**EXERCISE TASK:** Transcribe every line of the records below verbatim, keeping each character and line break unchanged.

Pointing records

+===+

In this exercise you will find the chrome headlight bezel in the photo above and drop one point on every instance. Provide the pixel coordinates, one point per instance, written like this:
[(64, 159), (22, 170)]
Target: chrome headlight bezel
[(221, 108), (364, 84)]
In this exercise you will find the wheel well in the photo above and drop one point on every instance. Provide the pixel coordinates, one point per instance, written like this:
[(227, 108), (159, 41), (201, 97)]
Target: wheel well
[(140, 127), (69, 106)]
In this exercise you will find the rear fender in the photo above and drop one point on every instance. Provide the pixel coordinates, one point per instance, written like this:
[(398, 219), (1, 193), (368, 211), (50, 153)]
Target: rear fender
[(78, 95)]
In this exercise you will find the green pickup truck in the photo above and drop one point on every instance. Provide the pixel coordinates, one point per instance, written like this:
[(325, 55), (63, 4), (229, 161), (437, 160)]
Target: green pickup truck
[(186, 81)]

+===+

**SOLVED EXERCISE:**
In this exercise you will find the chrome headlight bezel in the photo above and drop one point on every instance. Provide the pixel coordinates, one point per instance, written like this:
[(64, 159), (22, 170)]
Target: chrome headlight bezel
[(221, 108), (364, 84)]
In this exercise you will find the wheel well in the photo above and drop one point on every instance. Provide the pixel coordinates, one point per instance, written like this:
[(227, 108), (159, 41), (201, 97)]
Target: wheel well
[(140, 127), (69, 106)]
In this exercise you will find the rear fender in the photo above and drop one point on every instance. Provide the pixel coordinates, one point per instance, written like this:
[(398, 219), (1, 193), (368, 211), (50, 153)]
Target: rear fender
[(78, 95)]
In this exercise you will find the green pickup truck in the photo above and drop one point on every instance. Provide the pixel coordinates, one point per instance, written like this:
[(325, 55), (63, 4), (229, 161), (437, 160)]
Target: green pickup truck
[(186, 81)]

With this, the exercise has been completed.